- [WORK ITEM]: Reproduce all the entries, matching the original word for word.

[Point-per-instance localization data]

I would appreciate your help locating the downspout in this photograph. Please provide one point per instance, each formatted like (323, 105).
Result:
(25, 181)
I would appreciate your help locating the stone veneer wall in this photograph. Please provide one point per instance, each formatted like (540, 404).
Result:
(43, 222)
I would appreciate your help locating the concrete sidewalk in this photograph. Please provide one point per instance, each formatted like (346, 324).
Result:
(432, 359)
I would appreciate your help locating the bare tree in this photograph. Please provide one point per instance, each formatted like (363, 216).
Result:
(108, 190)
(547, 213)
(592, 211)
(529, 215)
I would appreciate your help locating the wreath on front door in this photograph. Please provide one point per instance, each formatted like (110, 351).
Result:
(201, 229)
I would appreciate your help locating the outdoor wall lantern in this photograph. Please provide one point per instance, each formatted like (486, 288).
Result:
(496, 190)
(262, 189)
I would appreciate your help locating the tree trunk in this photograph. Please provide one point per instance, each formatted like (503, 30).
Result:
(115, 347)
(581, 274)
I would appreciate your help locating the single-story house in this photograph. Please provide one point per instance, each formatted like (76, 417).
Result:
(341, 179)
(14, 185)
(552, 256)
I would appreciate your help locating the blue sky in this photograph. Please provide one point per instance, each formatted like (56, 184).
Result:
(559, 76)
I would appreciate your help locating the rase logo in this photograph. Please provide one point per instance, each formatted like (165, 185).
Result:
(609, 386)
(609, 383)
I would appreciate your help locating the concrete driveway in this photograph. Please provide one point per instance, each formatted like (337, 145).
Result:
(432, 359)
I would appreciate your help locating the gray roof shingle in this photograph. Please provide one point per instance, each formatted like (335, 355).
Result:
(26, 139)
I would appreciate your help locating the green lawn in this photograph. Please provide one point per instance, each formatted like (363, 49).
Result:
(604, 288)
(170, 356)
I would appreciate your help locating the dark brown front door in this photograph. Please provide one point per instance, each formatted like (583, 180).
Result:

- [EXPECTED ANSWER]:
I would appreciate your help locating the downspout in this photograph. Please provide one point per instance, each formatted like (323, 105).
Result:
(25, 181)
I would appreciate your help locating the stone veneer wall in this photograph. Please provide one point per instance, each formatted like (540, 404).
Result:
(43, 222)
I would appreciate your help locating the concrete sidewalk in this photograph. Please provide one point per instance, each formatted like (346, 324).
Result:
(432, 359)
I would appreciate your help locating the bare tree in this photograph. Please provide one point per instance, each formatted like (363, 216).
Result:
(108, 190)
(547, 213)
(592, 211)
(529, 215)
I would appreciate your help locating the wreath on front door in this photograph. Please provide one point per instance, each formatted like (110, 351).
Result:
(201, 229)
I would appreciate your help locating the outdoor wall lantern in this photograph. Please provide one point per instance, each formatted like (486, 288).
Result:
(496, 190)
(262, 189)
I would appreciate your help locating the tree trunk in this photograph. Please provide one point per instance, each formatted like (503, 30).
Result:
(115, 347)
(581, 274)
I would appreciate your help locating the single-story house in this photograph. Please provide one point per instance, each formatted like (76, 417).
Result:
(341, 179)
(14, 185)
(552, 256)
I would appreciate your help locating the blue sky in this photograph. Please provide one point per instance, each formatted like (56, 184).
Result:
(559, 76)
I would appreciate your help locating the rase logo in this photograph. Please provide one point per instance, each formatted like (165, 185).
Result:
(609, 386)
(609, 383)
I would appreciate your help locating the concrete driveway in this photograph. Please provide one point per instance, each formatted like (337, 145).
Result:
(432, 359)
I would appreciate your help locating the gray roof shingle in this photograph. Please provide one point per instance, each formatted like (335, 355).
Result:
(26, 139)
I would appreciate your help locating the green lawn in this photograph. Please provide one point per instance, each formatted like (363, 49).
Result:
(604, 288)
(170, 356)
I would appreciate your help locating the dark brown front door in this photograph. Please provide one point per instance, each formatted like (583, 180).
Result:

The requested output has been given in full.